### Texto a ler:
Intervenção de Anibal Pires no Campeonato das Profissões

pcp..jpgEscola Profissional de Capelas – 29 de Novembro de 2006
Quero, antes de mais, agradecer, em meu nome pessoal e do PCP Açores, à Escola Profissional de Capelas, na pessoa do seu Director, Dr. Artur Veríssimo, o convite que nos foi endossado para participar neste debate no âmbito do XVII Campeonato Regional das Profissões.

Saúdo os membros e o moderador deste painel, saúdo, igualmente, todos os presentes e manifesto o desejo que esta iniciativa possa contribuir para o aprofundamento do debate em torno das questões da Formação Profissional.
Antes de mergulhar nas reflexões que aqui venho partilhar convosco permitam-me uma saudação muito especial a todos os jovens açorianos. Aos jovens estudantes do ensino regular, aos jovens estudantes do ensino profissional e aos jovens trabalhadores.
Jovens a quem cabe por direito próprio: o futuro. Futuro que lhes desejo de sucesso enquanto cidadãos individualmente considerados mas, sobretudo um futuro colectivo que desejo seja caracterizado por maior justiça social e económica.
 
1.Introdução

Falar de educação, formação e qualificação profissional, isto é, da valorização dos recursos humanos une, ao nível da enunciação da sua importância estratégica para o desenvolvimento e crescimento económico, o discurso político e, é bem possível, que hoje, também, aqui o transpareça.
Não obstante, esta unanimidade é aparente, como penso que também no final do debate vai acabar por se tornar líquido.
Por detrás das escolhas e modelos que se implementam existem opções ideológicas que lhe dão sustentação. Ideologias que a pós modernidade procurou afastar do discurso político e público decretando-lhes o fim. Sendo que esse discurso, o discurso do fim a história e das ideologias, é, em si mesmo, um dos pilares que sustenta a ideologia dominante, ideologia uniformizadora do pensamento e do comportamento e que nos pretende transformar numa mole acrítica de meros factores de produção e consumidores formatados por necessidades construídas.

### Material:
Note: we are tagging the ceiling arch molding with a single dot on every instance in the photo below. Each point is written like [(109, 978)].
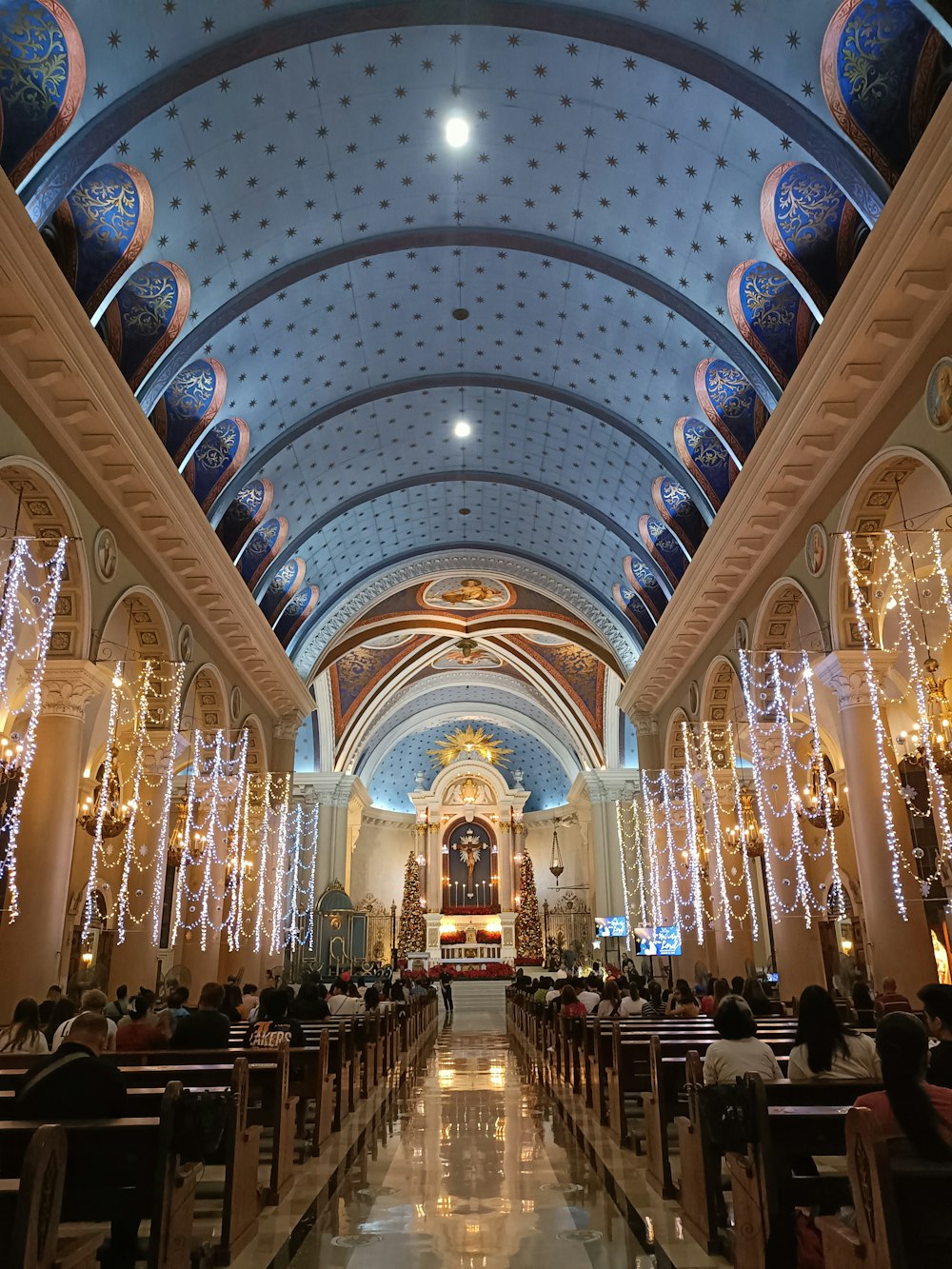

### O que se pede:
Prolongue a intervenção sobre formação profissional a partir da última frase apresentada.

### Resposta abaixo:
Também os modelos e sistemas educativos, a formação profissional e a qualificação ou requalificação de activos, aliás como em tudo na vida, têm associado uma opção ideológica.
Sendo que o tempo que foi destinado às intervenções iniciais e o debate que se vai seguir não permitirão aprofundar estas questões não podia, sob pena de contribuir para alimentar o discurso e o paradigma dominante, deixar aqui esta, necessariamente, breve e sumária referência.
O paradigma da Formação Profissional instalado na Região e no País não são inócuos e têm associada uma opção ideológica. E as suas marcas, as da ideologia que lhe está subjacente, são nalguns casos bem visíveis como procurarei evidenciar durante a minha intervenção.

2.Apontamentos sobre a Formação Profissional e o emprego nos Açores

Sendo inegável o avultado investimento público feito pela Região na Formação Profissional e na Formação de Activos e sendo, igualmente inegável a qualidade da formação desenvolvida por algumas unidades promotoras de formação profissional inicial de base e, de entre essas, a Escola onde nos encontramos é um exemplo paradigmático.
Mas, não obstante, este reconhecimento, bem assim como o confirmado contributo que este sub-sistema de ensino tem dado para a qualificação da população activa da Região subsistem, no entanto, alguns aspectos preocupantes, quiçá decorrentes dos aspectos a que me referi no ponto anterior, e dos quais realço:

- encaminhamento precoce, por vezes compulsivo, para o ensino profissional (refiro-me concretamente ao PROFIJ)
- pulverização da rede de Escolas Profissionais;
- acentuada diminuição das verbas para o financiamento da formação de activos; (decorre da anterior)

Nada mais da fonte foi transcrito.